Schriftliche Aufgabe 1 - Gib aus der Spielkritik unten einen Abschnitt wörtlich wieder: Beginne bei den Worten „Dabei fängt alles“ und höre nach „fast jedem Jackie-Chan-Film.“ auf.

Vorgegebener Text -
━━━━━━━━━━
Dabei fängt alles noch recht vielversprechend an: Genau wie in Activisions "Wu-Tang" (und unzähligen Easterns) wird der weise Meister (hier Jackies Großvater) von üblen Schurken entführt, welche der in Wirklichkeit gar nicht mehr so jugendliche Held durch die ganze Stadt verfolgt. Auch die Idee, Jackies Umgebung in das Spiel mit einzubeziehen, wäre gar nicht verkehrt - Trademark Moves wie das Hochlaufen einer Zimmerwand oder das Prügeln mit den absurdesten Gegenständen (Fische, Mülltonnendeckel...) finden sich in fast jedem Jackie-Chan-Film.

Wenn sie jedoch so lieblos umgesetzt werden wie hier, könnte man ebensogut darauf verzichten. Das ganze Schlamassel beginnt damit, daß von vornherein keine Analogsteuerung unterstützt wird. Jackie bewegt sich hölzern in 8 Richtungen und kennt nur eine Laufgeschwindigkeit. Trifft er dann auf die ebenso mager animierten Gegner, läßt er die Fäuste und Füße in einigen wenigen Combos sprechen oder bedient sich erschreckend unspektakulärer Würfe. Da dies vermutlich immer noch nicht ausreichen würde, um einen echten Chan-Fan wie mich auf die Bretter zu schicken, streuten die Entwickler zahlreiche Instant-Tode ein: Man joggt einen Bürgersteig entlang, bleibt an einem Wasserrohr (!) hängen, will einen Schritt zur Seite machen (woraus bei der digitalen Steuerung praktisch ein Sprung wird) und gerät mit einem Bein auf die Straße. Natürlich rumpelt just in diesem Moment ein Auto heran, das den armen Jackie kurzerhand überfährt, wodurch auf der Stelle eine der anfangs 3 Filmklappen (Spielerleben) verloren ist. Immer noch nicht genug? Na schön. Wie klingt das: Nach jedem Tod lädt das Spiel rund zwanzig Sekunden lang die selbe (!!!) Szene nochmals in den Speicher. Argh!
━━━━━━━━━━
Auszug der Einträge -

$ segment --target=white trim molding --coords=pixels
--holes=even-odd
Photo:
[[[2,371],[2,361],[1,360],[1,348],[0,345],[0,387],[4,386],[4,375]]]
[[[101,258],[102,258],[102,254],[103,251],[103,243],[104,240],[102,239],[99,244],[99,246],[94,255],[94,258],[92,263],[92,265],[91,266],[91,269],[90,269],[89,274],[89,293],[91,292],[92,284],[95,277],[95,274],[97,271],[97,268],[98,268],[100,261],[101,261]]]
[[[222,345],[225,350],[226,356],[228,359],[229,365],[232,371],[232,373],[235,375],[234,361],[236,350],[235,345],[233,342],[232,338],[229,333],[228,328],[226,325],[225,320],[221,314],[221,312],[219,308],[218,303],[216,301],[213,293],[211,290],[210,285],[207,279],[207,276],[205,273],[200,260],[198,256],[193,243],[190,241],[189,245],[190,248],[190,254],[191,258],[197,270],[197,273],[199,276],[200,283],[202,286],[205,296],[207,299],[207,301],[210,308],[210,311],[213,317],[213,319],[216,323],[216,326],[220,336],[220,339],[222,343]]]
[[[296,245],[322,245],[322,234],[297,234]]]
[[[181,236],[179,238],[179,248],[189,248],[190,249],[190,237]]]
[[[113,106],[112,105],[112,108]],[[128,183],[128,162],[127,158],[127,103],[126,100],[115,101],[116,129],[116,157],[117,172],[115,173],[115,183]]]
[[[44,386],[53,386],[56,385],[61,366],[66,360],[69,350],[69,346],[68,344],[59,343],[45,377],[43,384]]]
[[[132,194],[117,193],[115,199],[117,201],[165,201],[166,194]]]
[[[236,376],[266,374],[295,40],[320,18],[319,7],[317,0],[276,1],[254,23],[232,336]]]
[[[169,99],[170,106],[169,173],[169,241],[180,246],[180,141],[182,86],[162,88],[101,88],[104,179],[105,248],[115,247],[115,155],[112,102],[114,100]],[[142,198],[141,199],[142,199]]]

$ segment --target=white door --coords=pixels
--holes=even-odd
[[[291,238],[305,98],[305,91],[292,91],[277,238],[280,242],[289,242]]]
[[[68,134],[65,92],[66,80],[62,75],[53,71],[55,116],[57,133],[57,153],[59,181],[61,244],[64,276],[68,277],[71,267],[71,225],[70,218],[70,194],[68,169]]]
━━━━━━━━━━
Schriftliche Aufgabe 2 - Schreibe aus den Einträgen oben die Zeilen genau ab, vom Anfang der Einträge bis einschließlich der Zeile, die „[[[181,236],[179,238],[179,248],[189,248],[190,249],[190,237]]]“ enthält.

Lösung 1 -
Dabei fängt alles noch recht vielversprechend an: Genau wie in Activisions "Wu-Tang" (und unzähligen Easterns) wird der weise Meister (hier Jackies Großvater) von üblen Schurken entführt, welche der in Wirklichkeit gar nicht mehr so jugendliche Held durch die ganze Stadt verfolgt. Auch die Idee, Jackies Umgebung in das Spiel mit einzubeziehen, wäre gar nicht verkehrt - Trademark Moves wie das Hochlaufen einer Zimmerwand oder das Prügeln mit den absurdesten Gegenständen (Fische, Mülltonnendeckel...) finden sich in fast jedem Jackie-Chan-Film.

Lösung 2 -
$ segment --target=white trim molding --coords=pixels
--holes=even-odd
Photo:
[[[2,371],[2,361],[1,360],[1,348],[0,345],[0,387],[4,386],[4,375]]]
[[[101,258],[102,258],[102,254],[103,251],[103,243],[104,240],[102,239],[99,244],[99,246],[94,255],[94,258],[92,263],[92,265],[91,266],[91,269],[90,269],[89,274],[89,293],[91,292],[92,284],[95,277],[95,274],[97,271],[97,268],[98,268],[100,261],[101,261]]]
[[[222,345],[225,350],[226,356],[228,359],[229,365],[232,371],[232,373],[235,375],[234,361],[236,350],[235,345],[233,342],[232,338],[229,333],[228,328],[226,325],[225,320],[221,314],[221,312],[219,308],[218,303],[216,301],[213,293],[211,290],[210,285],[207,279],[207,276],[205,273],[200,260],[198,256],[193,243],[190,241],[189,245],[190,248],[190,254],[191,258],[197,270],[197,273],[199,276],[200,283],[202,286],[205,296],[207,299],[207,301],[210,308],[210,311],[213,317],[213,319],[216,323],[216,326],[220,336],[220,339],[222,343]]]
[[[296,245],[322,245],[322,234],[297,234]]]
[[[181,236],[179,238],[179,248],[189,248],[190,249],[190,237]]]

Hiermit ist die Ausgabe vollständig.